Omit the pictures, then write out every entry exactly as it reads.

— Start of Task data —

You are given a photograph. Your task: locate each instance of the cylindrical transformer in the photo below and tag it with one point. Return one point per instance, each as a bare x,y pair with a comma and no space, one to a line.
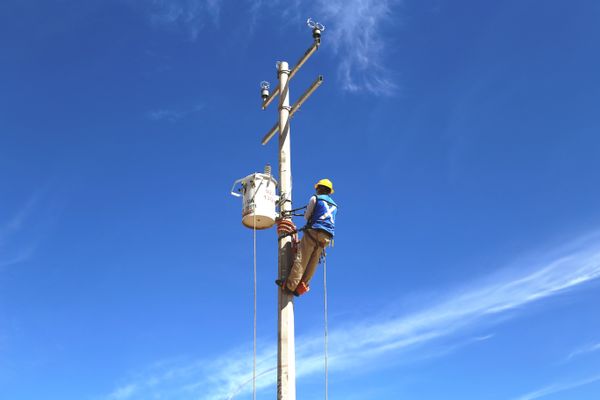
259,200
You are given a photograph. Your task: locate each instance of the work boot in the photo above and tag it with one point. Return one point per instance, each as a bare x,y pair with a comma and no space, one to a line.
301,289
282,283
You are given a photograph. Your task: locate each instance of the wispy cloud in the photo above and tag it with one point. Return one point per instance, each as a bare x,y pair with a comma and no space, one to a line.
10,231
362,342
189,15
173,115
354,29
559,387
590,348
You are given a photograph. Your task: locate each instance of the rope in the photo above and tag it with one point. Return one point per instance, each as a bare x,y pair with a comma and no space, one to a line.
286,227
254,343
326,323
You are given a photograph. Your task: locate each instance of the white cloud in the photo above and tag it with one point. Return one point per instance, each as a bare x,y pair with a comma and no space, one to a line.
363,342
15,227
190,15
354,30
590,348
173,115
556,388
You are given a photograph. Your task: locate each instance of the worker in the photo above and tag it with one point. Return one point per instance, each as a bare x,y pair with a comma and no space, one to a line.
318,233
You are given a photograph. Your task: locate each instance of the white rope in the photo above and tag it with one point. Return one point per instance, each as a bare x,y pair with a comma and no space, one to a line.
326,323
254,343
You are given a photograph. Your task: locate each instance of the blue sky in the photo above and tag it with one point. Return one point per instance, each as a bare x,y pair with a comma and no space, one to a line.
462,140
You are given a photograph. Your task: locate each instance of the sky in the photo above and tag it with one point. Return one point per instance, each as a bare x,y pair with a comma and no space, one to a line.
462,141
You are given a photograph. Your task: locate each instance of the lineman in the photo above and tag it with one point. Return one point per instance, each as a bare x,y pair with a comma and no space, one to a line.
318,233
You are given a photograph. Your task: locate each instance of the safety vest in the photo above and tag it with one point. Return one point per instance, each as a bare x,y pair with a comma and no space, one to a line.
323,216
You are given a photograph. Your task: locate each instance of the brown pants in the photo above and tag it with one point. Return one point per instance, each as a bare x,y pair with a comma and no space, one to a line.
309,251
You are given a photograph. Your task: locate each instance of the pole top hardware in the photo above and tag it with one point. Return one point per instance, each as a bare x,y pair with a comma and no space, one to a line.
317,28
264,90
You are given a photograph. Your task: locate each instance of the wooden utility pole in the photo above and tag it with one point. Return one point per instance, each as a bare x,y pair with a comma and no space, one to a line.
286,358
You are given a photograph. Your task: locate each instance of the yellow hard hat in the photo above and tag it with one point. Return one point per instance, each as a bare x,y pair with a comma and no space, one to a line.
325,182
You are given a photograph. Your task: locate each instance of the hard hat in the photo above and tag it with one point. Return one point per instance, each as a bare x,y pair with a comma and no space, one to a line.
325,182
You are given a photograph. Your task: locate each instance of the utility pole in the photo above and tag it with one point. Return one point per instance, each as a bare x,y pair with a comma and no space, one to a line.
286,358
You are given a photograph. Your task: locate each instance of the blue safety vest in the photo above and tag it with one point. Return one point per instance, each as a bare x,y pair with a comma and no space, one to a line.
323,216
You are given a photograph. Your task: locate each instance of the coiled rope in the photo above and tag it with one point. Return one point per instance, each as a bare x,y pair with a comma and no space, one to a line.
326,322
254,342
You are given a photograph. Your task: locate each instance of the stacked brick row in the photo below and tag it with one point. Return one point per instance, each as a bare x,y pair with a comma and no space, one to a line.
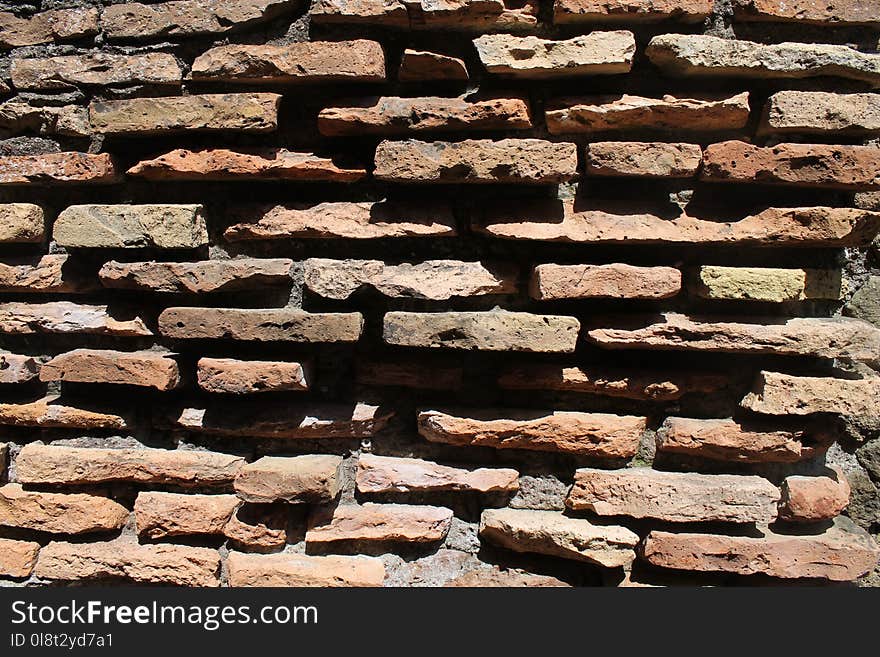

— End of Task data —

__Correct result__.
You are given a photograph. Your task: locate each instance of the cylindrical transformer in the photo below and tag it with one point. Return one point per instance, each as a bare x,y pair with a comma and no space, one to a line.
259,200
You are given a photograph. Your task: locate each instance of the work boot in the photo above and tag it with one point. Return one point per instance, each as a bare x,y pair with a comma and no space, one to a line.
301,289
282,283
You are given a photograph. Your task: locate each instance of the wispy cloud in the photo above and tag it with one point. Return one point per instance, each as a bare x,y pair with a comma and no space, one to a line.
10,231
362,342
189,15
173,115
354,29
559,387
590,348
You are given a photograph. Your task: locate each instance of the rope in the photo above and tag it with one point. Return one point per instance, each as a bare x,y pair with a comma and no space, one to a line.
286,227
254,343
326,323
You are given a photograph. Your task: locate each instance of the white cloud in the photo above and tag it with one point. Return one point per instance, each as a bare x,y pair with a comma and no space, one to a line.
363,342
15,227
190,15
354,30
590,348
173,115
556,388
You are given a photograph. Your task: locate each instance of the worker in the photo above and tag it with one point. Return one point per instance, each as a bare x,y pair with a comma and no space, one to a line.
318,233
You are given a photograph. Your task: locate each instance of the white rope in the photo above and tag it with one point. Return one point per instance, each as a bare x,y pair with a comma and no space, one to a line.
326,323
254,343
You are given a photograph. Your task: locate each instance of the blue sky in the photo above and tag it with one point. Return one point per instance, each as a bare x,y pair with a comma and no space, one to a line.
462,140
You are given a photograph. Your task: locate each instance of the sky in the photo above and tag it with one point. Return one point per instance, each as a bare x,y pair with a comma and no space, one to a line.
462,141
You are given a photograph. Your task: locate each instance of the lineman in the photo above and tag it with one point. Return one point per instance, each as a bare x,y pair with a comma and no space, one to a line.
318,233
You are given a photograph. Your task: locate each instance of the safety vest in the photo above and tag it with one point. Return one point per instance, each as a bare x,y pair with a comma and no space, one to a line.
323,216
You are given a photograph. Your task: locate each instance of the brown pants in the photo above and tag it with one point. Return one point per instance, each as a bare x,y pair with a comma and no space, one to a line.
309,251
You are given a photograph. Your task: locate each instance of the pole top hardware in the photo above and tag it with one point. Return one point per instance, each as a bare x,y pair with a comma and no space, one to a line.
317,28
264,90
You are given a photograph. Your task: locate each instance of the wooden utility pole in the photo above and tag it with one point. Return one point per instance, each as a bare x,y pair with a comma and no space, one to a line.
286,358
You are given a photograph. Your task: locate each instance of the yellow hard hat in the photo above and tag it with one point. Return one point per instance, each as a bare x,y pair with a comma and no space, one to a line.
325,182
You are given a photograph. Your task: locate each instance of the hard hat in the photo above and tag it with one point. Return one point per instance, each as a bare x,y pair with a comma and no space, one to a line.
325,182
You are given a photograph. Your task: locate each instance of the utility pole in the photo above and tag it with one point. Return one point per instance, each as a bare x,y pair with a comma and no space, one to a line.
286,358
You are given a photograph. Your task: locate each instance of the blue safety vest in the photo above and tag it with one point. Return one point per instance, each as a bare x,y pair with a comma and no space, one to a line.
323,216
You are given a photograph. Your task: locate each instance of the coiled rope in the photo above and tag it with one point. Return one point per instance, each as a bare x,y pair with a comma and no space, one to a line.
326,322
254,342
You are given a photograph. Your task: locate each instance of the stacked brick row in the photo below and tag it with one point. Return one point per instance, each as a bare x,y pair with a comma and no space, one to a line.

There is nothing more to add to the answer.